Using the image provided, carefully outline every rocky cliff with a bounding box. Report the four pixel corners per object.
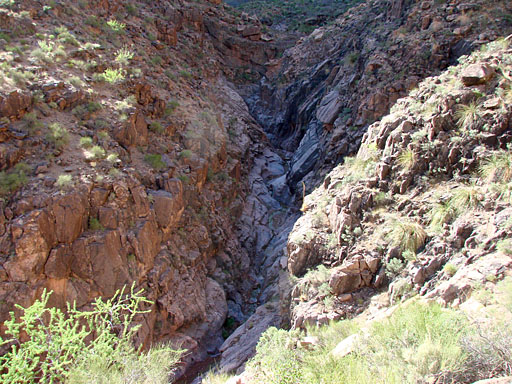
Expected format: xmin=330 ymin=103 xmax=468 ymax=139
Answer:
xmin=0 ymin=1 xmax=296 ymax=376
xmin=246 ymin=0 xmax=511 ymax=193
xmin=0 ymin=0 xmax=512 ymax=380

....................

-- Problem details --
Convert the records into a two-column CSV with the columns "instruction" and "boxes", giving one row per record that holds its text and its answer, each in a single quoted field with line breaks replaced by spaces. Leave the pictures out.

-- Full response --
instruction,boxes
"Using the image provided, carefully outline every rocky cliff with a bounding box. Report the four pixel corners per object. Expected format: xmin=330 ymin=103 xmax=468 ymax=139 Answer:","xmin=0 ymin=1 xmax=296 ymax=376 xmin=246 ymin=0 xmax=511 ymax=193 xmin=0 ymin=0 xmax=512 ymax=380"